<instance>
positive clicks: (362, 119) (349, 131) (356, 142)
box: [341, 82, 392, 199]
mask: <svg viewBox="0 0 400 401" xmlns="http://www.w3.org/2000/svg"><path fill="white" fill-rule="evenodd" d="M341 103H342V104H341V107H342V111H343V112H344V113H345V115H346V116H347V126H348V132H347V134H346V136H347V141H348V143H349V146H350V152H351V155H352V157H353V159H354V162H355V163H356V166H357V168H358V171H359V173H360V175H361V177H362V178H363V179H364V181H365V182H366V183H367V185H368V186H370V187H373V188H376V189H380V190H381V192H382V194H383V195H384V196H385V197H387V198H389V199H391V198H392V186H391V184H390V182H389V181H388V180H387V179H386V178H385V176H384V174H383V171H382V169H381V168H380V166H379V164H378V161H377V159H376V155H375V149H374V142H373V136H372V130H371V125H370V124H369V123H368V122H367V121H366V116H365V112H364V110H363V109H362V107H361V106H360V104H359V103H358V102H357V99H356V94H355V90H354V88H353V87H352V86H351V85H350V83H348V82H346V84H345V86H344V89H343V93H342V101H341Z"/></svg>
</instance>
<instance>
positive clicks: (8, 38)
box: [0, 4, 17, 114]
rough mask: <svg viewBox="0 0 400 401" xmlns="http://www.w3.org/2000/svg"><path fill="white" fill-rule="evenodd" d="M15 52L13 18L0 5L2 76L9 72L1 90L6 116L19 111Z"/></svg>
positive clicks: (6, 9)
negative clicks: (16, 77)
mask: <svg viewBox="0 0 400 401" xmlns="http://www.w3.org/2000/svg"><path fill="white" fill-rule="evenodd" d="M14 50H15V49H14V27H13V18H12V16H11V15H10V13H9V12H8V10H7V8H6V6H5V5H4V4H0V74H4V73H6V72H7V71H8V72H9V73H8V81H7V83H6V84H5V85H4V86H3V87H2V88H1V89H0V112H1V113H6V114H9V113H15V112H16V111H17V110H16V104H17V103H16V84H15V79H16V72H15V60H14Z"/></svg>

● EXERCISE
Please go over the data above and copy each line with "positive" in it.

● ANSWER FOR THE TASK
positive clicks: (362, 119) (349, 131) (356, 142)
positive clicks: (8, 38)
positive clicks: (6, 9)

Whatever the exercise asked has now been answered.